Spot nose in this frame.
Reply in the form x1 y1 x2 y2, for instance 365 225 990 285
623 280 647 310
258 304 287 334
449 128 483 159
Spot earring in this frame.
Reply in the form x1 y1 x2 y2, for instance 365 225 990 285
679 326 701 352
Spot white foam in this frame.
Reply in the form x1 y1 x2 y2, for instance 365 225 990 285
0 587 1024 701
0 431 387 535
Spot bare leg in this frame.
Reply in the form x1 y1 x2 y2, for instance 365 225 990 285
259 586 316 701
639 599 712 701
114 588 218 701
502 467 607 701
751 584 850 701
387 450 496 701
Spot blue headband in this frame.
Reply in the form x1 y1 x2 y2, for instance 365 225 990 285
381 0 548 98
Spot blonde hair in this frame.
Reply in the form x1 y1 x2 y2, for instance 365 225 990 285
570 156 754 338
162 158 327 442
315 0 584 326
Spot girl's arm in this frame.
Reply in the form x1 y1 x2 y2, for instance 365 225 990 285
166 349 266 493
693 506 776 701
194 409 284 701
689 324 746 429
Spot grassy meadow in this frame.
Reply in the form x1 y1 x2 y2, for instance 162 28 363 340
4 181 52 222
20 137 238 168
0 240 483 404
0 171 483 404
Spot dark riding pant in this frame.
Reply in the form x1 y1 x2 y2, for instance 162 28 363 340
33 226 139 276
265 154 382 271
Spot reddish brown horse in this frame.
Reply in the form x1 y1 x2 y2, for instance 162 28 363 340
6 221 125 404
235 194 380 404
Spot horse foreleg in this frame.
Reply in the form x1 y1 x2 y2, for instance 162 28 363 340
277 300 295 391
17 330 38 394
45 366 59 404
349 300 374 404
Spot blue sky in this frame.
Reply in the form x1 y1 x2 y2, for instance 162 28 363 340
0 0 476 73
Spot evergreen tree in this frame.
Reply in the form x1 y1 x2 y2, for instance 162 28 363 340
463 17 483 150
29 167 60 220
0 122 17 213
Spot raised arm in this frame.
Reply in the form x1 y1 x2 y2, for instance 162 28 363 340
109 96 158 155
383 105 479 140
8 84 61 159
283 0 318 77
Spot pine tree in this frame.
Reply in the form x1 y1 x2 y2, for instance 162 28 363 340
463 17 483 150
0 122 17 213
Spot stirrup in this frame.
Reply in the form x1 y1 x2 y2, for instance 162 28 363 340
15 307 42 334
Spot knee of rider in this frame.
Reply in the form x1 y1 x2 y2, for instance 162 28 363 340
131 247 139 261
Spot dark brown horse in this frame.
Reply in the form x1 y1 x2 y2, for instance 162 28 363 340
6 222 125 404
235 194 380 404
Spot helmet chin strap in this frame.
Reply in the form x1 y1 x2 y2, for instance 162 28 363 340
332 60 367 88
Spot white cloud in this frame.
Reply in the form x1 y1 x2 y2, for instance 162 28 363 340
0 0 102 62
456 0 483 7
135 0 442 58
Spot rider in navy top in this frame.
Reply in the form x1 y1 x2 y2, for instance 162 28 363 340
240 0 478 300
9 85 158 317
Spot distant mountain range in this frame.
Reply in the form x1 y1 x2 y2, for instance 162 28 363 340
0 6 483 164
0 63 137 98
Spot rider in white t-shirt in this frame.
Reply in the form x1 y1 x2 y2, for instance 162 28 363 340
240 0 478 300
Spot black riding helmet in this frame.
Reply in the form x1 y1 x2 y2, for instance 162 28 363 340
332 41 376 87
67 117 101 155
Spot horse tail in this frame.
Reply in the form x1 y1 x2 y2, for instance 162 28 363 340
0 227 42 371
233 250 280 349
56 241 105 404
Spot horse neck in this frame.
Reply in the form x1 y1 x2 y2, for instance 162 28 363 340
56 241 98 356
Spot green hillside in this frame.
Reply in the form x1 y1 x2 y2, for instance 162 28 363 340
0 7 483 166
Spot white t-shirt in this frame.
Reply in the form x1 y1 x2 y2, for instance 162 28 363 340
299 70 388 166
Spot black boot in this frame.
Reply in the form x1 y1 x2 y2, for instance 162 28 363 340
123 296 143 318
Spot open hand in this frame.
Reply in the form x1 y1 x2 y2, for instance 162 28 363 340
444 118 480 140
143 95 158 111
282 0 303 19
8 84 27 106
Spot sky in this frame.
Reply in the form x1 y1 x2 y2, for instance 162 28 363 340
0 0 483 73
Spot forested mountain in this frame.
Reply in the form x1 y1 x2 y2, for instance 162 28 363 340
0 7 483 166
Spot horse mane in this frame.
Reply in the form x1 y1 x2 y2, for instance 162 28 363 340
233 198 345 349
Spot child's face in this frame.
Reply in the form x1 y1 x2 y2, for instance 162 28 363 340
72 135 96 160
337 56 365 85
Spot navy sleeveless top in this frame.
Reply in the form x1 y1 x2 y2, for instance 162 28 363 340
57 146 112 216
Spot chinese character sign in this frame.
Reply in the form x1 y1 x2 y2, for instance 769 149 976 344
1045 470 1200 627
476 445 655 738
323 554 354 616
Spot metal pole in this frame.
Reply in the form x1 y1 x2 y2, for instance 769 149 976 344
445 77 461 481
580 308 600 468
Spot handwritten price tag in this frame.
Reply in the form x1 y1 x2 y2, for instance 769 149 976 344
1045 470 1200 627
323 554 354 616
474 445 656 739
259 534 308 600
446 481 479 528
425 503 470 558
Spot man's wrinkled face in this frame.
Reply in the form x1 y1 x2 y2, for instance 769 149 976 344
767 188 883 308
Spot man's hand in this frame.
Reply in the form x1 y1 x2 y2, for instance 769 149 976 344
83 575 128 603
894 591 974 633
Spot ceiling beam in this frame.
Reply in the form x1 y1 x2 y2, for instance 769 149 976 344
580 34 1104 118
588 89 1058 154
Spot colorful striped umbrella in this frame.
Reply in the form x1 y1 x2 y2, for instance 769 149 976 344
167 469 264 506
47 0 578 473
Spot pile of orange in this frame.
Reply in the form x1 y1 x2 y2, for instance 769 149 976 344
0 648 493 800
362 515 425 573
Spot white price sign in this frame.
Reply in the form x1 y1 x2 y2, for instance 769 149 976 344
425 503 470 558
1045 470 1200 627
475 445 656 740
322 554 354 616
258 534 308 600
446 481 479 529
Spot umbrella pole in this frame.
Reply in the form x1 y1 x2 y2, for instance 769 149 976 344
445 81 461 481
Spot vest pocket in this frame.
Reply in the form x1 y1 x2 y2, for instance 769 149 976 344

» Task to complete
Return every line of the listing above verbatim, with nothing altered, added, or omitted.

» Exercise solution
Spot nose in this frame.
Reply in the form x1 y1 x2 y2, for instance 365 225 990 285
623 280 647 310
258 304 287 334
449 128 483 159
Spot earring in this frame.
Reply in the form x1 y1 x2 y2, for instance 365 225 990 285
679 326 701 352
Spot white foam in this frame.
Reply in the form x1 y1 x2 y2, for instance 365 225 990 285
0 587 1024 701
0 431 387 535
Spot bare leg in this frame.
Reply in the form x1 y1 x2 y2, for instance 365 225 990 285
259 586 316 701
639 599 712 701
114 588 218 701
502 467 607 701
751 584 850 701
387 450 496 701
Spot blue headband in this frame.
Reply in the form x1 y1 x2 y2, for instance 365 225 990 285
381 0 548 98
Spot blonde hair in this frame.
Reply in the form x1 y1 x2 y2, for instance 365 225 990 285
570 156 754 338
162 158 327 442
315 0 584 326
Spot girl's arm in this frame.
Reply in the form x1 y1 x2 y2, for instance 365 225 990 285
166 349 266 493
693 506 776 701
194 409 284 701
689 324 746 429
Spot grassy meadow in this frame.
Reply in the form x1 y1 x2 y2, for instance 162 28 363 340
4 181 52 222
20 137 238 168
0 240 483 404
0 171 483 404
Spot dark riding pant in this frame.
Reply in the form x1 y1 x2 y2, for instance 162 28 363 340
33 226 139 276
265 154 382 271
Spot reddish brown horse in this frame.
Reply in the form x1 y1 x2 y2, for instance 162 28 363 340
6 221 125 404
235 194 380 404
Spot horse foreleg in this frame.
Reply in the form x1 y1 x2 y2, for instance 162 28 363 340
277 300 295 391
17 330 38 394
45 366 59 404
349 300 374 404
Spot blue sky in this frame.
Reply in the form x1 y1 x2 y2, for instance 162 28 363 340
0 0 476 73
Spot evergreen tree in this frame.
Reply in the form x1 y1 x2 y2, for instance 162 28 363 340
463 17 483 150
29 167 60 220
0 122 17 213
Spot raised arm in this frame.
Reply in the form x1 y1 x2 y2, for instance 162 28 363 340
109 96 158 155
383 105 479 140
8 84 61 159
283 0 318 77
Spot pine tree in this frame.
Reply in the form x1 y1 x2 y2, for instance 162 28 363 340
463 17 483 150
0 122 17 213
Spot stirrup in this frame.
Reply in the form x1 y1 x2 y2, for instance 162 28 363 340
15 307 42 334
Spot knee of rider in this frame.
Reply in the form x1 y1 x2 y2, for instance 162 28 363 340
131 247 139 261
Spot dark brown horse in this frame.
Reply in the form x1 y1 x2 y2, for instance 162 28 363 340
6 222 125 404
235 194 380 404
Spot helmet chin strap in this frame.
Reply in the form x1 y1 x2 y2, for instance 162 28 363 340
332 60 367 88
Spot white cloud in this frame.
Reply in the form x1 y1 x2 y2, for instance 162 28 363 340
0 0 102 62
456 0 483 7
135 0 442 58
Spot rider in navy top in this frame.
Reply in the form x1 y1 x2 y2, for instance 162 28 363 340
240 0 478 300
9 85 158 317
Spot distant mountain range in this frame.
Reply in the form x1 y1 x2 y2, for instance 162 28 363 340
0 6 483 164
0 63 137 98
Spot rider in white t-shirt in this frame.
Reply in the form x1 y1 x2 y2, for instance 162 28 363 340
240 0 478 300
Spot black riding helmet in this frame.
Reply in the form x1 y1 x2 y2, for instance 162 28 363 340
332 41 376 87
67 117 101 155
Spot horse tail in this frame.
Reply in the form x1 y1 x2 y2, for instance 162 28 363 340
0 227 42 371
233 250 280 349
56 241 105 404
Spot horse neck in this frame.
Reply in the form x1 y1 x2 y2, for instance 162 28 363 340
56 241 98 356
Spot green hillside in this frame.
Reply in the form x1 y1 x2 y2, for instance 162 28 363 340
0 7 483 166
Spot white t-shirt in this frame.
Reply in the form x1 y1 x2 y2, for instance 162 28 363 340
299 70 388 166
Spot black boot in this frame.
Reply in the form x1 y1 x2 y2, for instance 162 28 363 340
123 296 143 318
Spot open hand in this frame.
Reply in the form x1 y1 x2 y2, for instance 162 28 363 340
444 118 480 140
143 95 158 111
282 0 303 19
8 84 27 106
Spot sky in this frame.
Reply in the form x1 y1 x2 y2, for instance 162 28 363 340
0 0 483 73
Spot forested mountain in this frame.
Reply in the form x1 y1 x2 y2, for instance 162 28 363 340
0 7 483 166
Spot horse mane in this frame.
Reply in the form x1 y1 x2 y2, for instance 162 28 363 340
233 198 345 349
Spot child's face in this frame.
Reply in the form x1 y1 x2 y2, for instance 162 28 363 340
72 135 96 160
337 56 365 85
Spot navy sleeveless top in this frame.
Reply in the form x1 y1 x2 y2, for instance 162 28 363 340
57 146 112 216
Spot chinese character sign in this frame.
Reply in the form x1 y1 x2 y2, for instance 769 149 976 344
1045 470 1200 627
476 445 655 738
323 554 354 616
Spot metal pole in this frame.
Reply in the form x1 y1 x2 y2, for instance 769 149 976 344
445 77 461 481
580 308 600 468
Spot handwritten price tag in this frame.
Reply in the form x1 y1 x2 y2, for instance 769 149 976 344
1045 470 1200 627
323 554 354 616
474 445 656 739
259 534 308 600
446 481 479 528
425 503 470 558
Spot man's wrinkled face in this frame.
Reply in the form x1 y1 x2 y2, for instance 769 149 976 344
767 188 883 308
Spot man's hand in this frame.
Reply in the form x1 y1 x2 y2, for instance 769 149 976 344
83 575 128 603
894 591 974 633
Spot ceiling beam in this frame.
Reply in the form x1 y1 x2 y2, for instance 769 149 976 344
580 34 1104 118
588 89 1058 154
Spot colorful striped umbrella in this frame.
Reply in the form x1 y1 x2 y2, for instance 769 149 976 344
167 469 264 506
47 0 578 473
Spot pile of orange in this frame.
Reply in the form x1 y1 x2 y2, for instance 769 149 976 344
0 648 493 800
362 515 425 573
Spot white price sign in this frame.
Reply in the form x1 y1 x2 y2, for instance 769 149 976 344
425 503 470 558
1045 470 1200 627
475 445 656 740
322 554 354 616
258 534 308 600
446 481 479 529
Spot umbrella pole in this frame.
Reply in the form x1 y1 x2 y2, for instance 769 149 976 344
445 81 461 481
Spot vest pocket in this frame.
Reply in the form x1 y1 x2 y2, for instance 769 149 976 344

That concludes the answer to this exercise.